_Given records_
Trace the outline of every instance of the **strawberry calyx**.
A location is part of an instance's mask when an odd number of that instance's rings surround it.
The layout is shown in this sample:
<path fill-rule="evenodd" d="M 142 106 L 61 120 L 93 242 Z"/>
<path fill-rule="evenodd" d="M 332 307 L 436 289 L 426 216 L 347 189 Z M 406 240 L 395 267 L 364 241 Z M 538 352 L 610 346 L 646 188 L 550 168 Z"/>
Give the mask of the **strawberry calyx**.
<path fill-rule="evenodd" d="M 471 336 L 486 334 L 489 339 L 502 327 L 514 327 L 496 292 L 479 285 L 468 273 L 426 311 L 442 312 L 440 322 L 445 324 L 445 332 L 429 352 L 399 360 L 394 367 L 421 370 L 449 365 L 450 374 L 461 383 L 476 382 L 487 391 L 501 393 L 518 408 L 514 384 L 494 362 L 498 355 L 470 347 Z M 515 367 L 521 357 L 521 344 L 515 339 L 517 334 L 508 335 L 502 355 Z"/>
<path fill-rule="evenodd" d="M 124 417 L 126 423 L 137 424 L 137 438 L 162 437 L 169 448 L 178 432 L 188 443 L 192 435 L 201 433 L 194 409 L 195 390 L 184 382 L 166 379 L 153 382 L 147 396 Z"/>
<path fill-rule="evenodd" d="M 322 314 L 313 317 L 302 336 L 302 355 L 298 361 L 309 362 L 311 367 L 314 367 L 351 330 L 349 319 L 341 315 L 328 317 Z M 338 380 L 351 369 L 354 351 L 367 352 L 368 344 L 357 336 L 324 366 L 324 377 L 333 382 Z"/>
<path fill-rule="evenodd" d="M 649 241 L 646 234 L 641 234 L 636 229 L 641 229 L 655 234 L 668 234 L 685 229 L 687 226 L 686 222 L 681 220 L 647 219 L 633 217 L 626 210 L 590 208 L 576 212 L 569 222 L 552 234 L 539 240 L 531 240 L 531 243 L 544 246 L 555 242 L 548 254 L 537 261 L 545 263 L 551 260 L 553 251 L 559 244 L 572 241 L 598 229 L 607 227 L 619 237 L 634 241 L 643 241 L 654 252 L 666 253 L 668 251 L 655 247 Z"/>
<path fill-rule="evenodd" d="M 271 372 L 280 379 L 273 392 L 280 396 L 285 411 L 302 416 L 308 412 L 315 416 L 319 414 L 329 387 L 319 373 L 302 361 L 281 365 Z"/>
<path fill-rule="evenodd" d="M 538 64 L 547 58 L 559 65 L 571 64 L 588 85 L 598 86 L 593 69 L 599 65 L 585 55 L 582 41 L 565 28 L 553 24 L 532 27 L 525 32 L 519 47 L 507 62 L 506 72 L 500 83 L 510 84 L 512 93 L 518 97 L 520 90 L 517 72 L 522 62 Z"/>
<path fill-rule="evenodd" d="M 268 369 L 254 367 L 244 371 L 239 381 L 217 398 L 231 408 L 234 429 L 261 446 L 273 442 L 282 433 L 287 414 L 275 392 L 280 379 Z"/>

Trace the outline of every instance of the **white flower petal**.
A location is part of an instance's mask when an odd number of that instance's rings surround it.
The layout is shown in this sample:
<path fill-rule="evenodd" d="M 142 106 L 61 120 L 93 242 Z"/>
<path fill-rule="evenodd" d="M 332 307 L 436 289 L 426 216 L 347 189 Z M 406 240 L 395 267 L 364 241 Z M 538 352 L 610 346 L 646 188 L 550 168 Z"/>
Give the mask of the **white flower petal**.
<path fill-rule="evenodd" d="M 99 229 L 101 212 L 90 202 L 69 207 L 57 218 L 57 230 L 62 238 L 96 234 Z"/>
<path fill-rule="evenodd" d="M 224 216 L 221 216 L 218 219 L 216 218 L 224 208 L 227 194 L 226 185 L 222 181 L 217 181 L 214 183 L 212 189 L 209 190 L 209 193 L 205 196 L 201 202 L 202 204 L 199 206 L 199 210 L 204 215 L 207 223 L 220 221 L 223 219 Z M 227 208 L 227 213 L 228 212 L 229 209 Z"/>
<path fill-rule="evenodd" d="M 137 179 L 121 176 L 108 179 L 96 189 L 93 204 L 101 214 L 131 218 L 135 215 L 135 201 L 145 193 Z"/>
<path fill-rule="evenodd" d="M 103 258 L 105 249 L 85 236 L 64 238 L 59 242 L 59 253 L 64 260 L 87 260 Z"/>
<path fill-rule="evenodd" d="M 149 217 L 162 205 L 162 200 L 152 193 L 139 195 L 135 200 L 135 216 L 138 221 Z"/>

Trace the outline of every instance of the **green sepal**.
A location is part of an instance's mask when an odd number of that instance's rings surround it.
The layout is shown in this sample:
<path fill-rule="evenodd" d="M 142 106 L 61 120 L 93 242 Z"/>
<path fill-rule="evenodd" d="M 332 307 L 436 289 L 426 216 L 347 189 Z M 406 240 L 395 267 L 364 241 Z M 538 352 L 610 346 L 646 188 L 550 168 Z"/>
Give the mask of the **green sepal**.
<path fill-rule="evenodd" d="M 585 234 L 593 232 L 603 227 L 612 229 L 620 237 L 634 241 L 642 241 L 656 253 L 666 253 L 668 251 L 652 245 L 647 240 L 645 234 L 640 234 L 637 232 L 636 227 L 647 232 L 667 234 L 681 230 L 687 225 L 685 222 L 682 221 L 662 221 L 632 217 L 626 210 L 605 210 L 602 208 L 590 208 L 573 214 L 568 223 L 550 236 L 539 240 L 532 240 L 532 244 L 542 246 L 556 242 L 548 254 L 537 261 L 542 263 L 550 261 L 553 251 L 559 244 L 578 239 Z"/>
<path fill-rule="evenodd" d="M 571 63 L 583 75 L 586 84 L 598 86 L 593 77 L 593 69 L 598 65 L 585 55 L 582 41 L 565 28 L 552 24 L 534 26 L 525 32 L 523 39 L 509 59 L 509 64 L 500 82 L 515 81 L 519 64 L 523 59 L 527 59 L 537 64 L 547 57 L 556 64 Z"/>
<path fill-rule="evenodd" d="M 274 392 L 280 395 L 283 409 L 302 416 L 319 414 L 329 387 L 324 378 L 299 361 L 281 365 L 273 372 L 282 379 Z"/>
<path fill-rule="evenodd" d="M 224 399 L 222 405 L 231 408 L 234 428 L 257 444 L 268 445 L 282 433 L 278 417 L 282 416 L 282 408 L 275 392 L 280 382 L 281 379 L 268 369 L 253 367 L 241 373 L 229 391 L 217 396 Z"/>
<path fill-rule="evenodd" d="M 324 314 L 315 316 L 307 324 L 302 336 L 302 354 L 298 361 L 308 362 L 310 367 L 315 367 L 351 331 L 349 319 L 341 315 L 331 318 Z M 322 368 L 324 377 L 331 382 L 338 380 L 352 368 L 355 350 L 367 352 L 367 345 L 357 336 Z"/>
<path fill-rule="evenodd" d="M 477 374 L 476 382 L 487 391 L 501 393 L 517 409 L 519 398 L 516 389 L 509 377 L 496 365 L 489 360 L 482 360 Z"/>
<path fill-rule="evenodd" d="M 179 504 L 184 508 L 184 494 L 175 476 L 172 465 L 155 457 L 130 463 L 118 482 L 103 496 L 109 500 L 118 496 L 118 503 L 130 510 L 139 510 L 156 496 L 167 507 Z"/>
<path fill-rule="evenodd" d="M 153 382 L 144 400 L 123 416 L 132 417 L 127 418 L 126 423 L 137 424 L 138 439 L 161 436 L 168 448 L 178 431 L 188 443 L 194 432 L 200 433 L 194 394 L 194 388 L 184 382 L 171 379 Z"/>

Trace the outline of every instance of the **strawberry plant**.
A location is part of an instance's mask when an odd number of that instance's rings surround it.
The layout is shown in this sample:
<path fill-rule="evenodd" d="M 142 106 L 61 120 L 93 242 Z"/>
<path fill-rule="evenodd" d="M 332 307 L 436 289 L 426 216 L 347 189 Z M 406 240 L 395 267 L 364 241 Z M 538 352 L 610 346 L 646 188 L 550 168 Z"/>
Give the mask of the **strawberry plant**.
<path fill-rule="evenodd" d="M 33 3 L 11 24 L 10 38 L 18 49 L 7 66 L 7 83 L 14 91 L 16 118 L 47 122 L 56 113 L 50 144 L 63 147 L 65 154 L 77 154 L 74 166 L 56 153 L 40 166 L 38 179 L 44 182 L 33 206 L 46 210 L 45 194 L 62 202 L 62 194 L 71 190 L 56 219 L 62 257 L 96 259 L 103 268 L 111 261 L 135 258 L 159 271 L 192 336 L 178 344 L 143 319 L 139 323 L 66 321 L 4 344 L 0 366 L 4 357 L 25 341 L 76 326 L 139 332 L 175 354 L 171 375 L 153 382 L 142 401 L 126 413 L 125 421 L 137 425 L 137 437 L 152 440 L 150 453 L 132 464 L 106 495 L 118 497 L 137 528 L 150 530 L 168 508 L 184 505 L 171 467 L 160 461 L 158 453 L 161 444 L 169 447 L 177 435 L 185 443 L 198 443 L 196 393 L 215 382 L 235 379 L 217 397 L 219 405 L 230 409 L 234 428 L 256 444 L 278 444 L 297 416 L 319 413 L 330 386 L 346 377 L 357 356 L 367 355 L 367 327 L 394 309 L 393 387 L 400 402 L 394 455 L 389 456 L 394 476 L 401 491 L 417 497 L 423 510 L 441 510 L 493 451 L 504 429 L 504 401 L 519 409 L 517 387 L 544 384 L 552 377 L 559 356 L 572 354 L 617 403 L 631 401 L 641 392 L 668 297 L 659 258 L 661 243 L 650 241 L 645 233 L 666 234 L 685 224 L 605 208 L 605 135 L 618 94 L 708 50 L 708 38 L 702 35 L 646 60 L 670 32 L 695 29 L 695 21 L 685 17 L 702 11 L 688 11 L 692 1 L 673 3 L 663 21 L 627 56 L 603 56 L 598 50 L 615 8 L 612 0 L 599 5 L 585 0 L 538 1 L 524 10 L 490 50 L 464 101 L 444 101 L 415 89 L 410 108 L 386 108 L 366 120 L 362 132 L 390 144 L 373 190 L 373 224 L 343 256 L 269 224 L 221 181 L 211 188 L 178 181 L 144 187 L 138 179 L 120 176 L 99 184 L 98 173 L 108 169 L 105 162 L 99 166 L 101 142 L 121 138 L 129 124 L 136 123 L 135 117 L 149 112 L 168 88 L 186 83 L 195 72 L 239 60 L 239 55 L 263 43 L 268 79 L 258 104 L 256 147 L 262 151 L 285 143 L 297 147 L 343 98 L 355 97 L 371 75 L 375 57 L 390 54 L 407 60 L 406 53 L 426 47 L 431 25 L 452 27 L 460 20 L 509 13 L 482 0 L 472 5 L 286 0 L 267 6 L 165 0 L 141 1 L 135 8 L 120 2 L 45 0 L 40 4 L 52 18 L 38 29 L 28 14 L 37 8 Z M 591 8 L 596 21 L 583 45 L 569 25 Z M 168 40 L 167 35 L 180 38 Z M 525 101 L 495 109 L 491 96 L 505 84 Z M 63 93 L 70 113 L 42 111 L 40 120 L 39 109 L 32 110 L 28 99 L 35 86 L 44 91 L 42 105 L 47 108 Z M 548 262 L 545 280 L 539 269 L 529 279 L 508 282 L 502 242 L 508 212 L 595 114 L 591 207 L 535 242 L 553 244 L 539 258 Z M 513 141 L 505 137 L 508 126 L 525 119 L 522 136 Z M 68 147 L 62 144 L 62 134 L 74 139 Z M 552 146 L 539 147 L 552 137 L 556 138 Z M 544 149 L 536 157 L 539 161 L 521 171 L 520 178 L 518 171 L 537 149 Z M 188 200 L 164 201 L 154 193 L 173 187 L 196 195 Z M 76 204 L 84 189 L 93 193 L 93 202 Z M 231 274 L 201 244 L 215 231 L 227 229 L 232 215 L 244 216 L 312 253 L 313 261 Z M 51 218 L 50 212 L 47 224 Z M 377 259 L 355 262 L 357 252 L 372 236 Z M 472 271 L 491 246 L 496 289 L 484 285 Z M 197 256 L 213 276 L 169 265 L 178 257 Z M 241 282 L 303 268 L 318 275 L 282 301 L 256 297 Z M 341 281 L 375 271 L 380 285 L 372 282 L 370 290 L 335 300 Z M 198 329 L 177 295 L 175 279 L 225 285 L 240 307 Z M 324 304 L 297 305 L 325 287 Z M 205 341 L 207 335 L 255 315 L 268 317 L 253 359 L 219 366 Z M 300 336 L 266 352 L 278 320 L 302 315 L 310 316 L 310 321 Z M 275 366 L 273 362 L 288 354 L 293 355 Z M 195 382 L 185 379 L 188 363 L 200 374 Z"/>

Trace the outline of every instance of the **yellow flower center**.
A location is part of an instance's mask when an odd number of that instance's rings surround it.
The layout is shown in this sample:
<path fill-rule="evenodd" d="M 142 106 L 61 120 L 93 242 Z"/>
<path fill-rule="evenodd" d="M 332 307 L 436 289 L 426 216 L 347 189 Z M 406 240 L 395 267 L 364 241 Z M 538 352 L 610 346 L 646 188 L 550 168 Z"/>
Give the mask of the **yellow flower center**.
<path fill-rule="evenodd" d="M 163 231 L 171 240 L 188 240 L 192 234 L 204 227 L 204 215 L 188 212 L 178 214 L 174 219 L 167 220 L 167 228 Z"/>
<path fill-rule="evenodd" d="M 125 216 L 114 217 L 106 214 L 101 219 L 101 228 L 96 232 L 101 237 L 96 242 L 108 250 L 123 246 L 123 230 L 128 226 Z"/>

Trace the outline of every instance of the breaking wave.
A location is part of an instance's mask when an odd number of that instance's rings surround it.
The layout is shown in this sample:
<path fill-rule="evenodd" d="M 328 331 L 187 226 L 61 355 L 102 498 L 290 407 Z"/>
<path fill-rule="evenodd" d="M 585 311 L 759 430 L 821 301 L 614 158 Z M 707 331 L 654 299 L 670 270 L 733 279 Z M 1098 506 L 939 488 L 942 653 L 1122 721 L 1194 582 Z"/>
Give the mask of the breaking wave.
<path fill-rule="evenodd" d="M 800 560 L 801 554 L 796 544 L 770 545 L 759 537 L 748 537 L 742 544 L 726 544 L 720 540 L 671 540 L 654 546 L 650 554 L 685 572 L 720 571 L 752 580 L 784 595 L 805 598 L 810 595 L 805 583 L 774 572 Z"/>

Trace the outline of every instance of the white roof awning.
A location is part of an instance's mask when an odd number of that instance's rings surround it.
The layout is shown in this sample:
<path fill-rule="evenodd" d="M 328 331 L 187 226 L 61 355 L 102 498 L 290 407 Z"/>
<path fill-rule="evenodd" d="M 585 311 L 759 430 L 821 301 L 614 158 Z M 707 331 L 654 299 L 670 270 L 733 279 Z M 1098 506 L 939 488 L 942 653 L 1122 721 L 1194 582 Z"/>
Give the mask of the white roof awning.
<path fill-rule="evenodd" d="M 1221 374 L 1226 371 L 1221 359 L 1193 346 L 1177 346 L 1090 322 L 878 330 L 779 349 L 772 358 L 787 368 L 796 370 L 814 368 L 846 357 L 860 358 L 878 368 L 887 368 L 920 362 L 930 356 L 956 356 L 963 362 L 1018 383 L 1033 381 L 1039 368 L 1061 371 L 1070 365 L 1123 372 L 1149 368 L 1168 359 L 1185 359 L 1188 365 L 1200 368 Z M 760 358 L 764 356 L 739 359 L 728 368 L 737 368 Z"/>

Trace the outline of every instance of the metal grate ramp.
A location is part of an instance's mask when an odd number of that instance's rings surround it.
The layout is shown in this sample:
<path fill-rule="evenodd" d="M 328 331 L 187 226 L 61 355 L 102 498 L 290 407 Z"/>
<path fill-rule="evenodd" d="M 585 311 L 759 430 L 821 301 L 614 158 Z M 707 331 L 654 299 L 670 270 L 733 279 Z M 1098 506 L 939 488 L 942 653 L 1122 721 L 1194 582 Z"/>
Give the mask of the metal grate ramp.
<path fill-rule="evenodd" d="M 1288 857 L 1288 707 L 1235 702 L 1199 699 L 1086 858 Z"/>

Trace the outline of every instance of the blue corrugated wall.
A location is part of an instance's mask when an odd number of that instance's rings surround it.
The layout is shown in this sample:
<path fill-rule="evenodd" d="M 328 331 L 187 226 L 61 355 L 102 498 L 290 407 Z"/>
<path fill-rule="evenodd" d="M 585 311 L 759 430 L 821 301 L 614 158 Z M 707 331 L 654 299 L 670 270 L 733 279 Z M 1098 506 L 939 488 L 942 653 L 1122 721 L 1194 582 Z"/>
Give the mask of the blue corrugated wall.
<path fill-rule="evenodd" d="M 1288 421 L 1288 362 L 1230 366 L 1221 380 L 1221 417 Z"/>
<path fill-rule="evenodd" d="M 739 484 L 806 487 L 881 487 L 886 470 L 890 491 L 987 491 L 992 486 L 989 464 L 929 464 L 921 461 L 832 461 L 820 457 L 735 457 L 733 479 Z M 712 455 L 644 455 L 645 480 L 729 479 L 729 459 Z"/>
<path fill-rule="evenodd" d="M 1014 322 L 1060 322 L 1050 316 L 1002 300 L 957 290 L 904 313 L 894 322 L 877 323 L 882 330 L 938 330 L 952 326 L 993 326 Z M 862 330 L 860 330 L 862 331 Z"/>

_What the task requires_
Filter the data above, keeping each line that contains the string "calyx". Matching is case-sensitive.

_Exercise response_
Trace the outline of every instance of the **strawberry calyx**.
Give the mask of the **strawberry calyx**.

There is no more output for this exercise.